=== SUPPLIED RECORDS ===
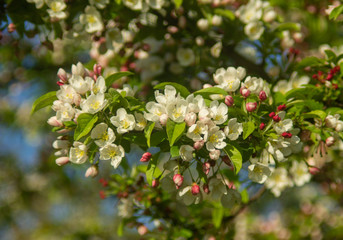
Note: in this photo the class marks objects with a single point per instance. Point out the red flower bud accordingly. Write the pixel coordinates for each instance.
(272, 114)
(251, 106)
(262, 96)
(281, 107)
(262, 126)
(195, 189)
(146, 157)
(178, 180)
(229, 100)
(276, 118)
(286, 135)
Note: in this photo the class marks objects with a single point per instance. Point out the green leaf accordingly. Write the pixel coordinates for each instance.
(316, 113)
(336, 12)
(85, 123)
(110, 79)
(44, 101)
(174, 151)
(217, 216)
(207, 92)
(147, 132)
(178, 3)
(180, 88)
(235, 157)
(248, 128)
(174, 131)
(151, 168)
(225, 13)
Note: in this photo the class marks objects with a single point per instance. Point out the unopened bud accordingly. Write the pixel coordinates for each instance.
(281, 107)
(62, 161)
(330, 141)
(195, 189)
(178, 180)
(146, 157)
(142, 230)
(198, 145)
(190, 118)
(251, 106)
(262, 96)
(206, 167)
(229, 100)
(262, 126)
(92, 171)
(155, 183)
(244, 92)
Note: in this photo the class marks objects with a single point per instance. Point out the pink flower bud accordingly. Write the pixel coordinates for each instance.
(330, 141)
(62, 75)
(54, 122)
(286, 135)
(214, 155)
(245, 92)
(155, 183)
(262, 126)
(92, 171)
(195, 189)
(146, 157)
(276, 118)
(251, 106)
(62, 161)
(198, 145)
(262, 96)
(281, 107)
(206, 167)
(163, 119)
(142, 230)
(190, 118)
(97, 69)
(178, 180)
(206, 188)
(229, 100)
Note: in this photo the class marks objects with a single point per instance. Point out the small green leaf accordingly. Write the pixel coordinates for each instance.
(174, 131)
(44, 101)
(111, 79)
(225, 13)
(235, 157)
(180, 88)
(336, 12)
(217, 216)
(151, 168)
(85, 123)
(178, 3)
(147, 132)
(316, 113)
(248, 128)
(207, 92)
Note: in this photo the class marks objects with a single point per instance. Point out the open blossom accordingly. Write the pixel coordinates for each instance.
===
→ **EXERCISE GOAL**
Copy out all of the data above, changing every "Point out" to "Indicate" and keeping everything else the same. Leave the pictures out.

→ **SOLUTION FOR THIS TASK**
Note: in this photo the class marks objects with a single point per instance. Indicate the red flower bud accordingly. Write the pixel coordinates for each instance.
(272, 114)
(251, 106)
(262, 96)
(281, 107)
(262, 126)
(195, 189)
(146, 157)
(178, 180)
(229, 100)
(276, 118)
(286, 135)
Note: in this photo the class marks objects with a single point per instance. Indicate the green leaf accordingly. Write the pixel coordinates for each instance.
(316, 113)
(336, 12)
(85, 123)
(110, 79)
(44, 101)
(174, 151)
(217, 216)
(207, 92)
(147, 132)
(178, 3)
(180, 88)
(235, 157)
(248, 128)
(174, 131)
(151, 168)
(225, 13)
Note: in this photo the class marks objects with a single point per instance. Indicate the unopened bud accordingly. Write the pixel coordinates for each instance.
(281, 107)
(62, 161)
(330, 141)
(195, 189)
(178, 180)
(146, 157)
(142, 230)
(198, 145)
(190, 118)
(251, 106)
(262, 96)
(206, 167)
(229, 100)
(262, 126)
(92, 171)
(155, 183)
(244, 92)
Note: in this photo the class marks objects with a single point per instance. Indicate the pink flower bud accordingly. Write the pixel coordinates for each instance.
(330, 141)
(62, 75)
(54, 122)
(286, 135)
(214, 155)
(245, 92)
(155, 183)
(262, 126)
(92, 171)
(195, 189)
(146, 157)
(276, 118)
(251, 106)
(62, 161)
(198, 145)
(262, 96)
(281, 107)
(206, 167)
(163, 119)
(142, 230)
(190, 118)
(97, 69)
(178, 180)
(206, 188)
(229, 100)
Note: in this photo the class marks objects with a single point per instance. Indicate the small green leaf accordingly. Write the pixel coordinates for each instance.
(174, 131)
(44, 101)
(111, 79)
(225, 13)
(235, 157)
(180, 88)
(336, 12)
(217, 216)
(151, 168)
(85, 123)
(178, 3)
(147, 132)
(316, 113)
(248, 128)
(207, 92)
Note: in this photo the class marks objects with a single point per instance. Indicate the open blossom accordingly. Write the pixel coordinates for each instance.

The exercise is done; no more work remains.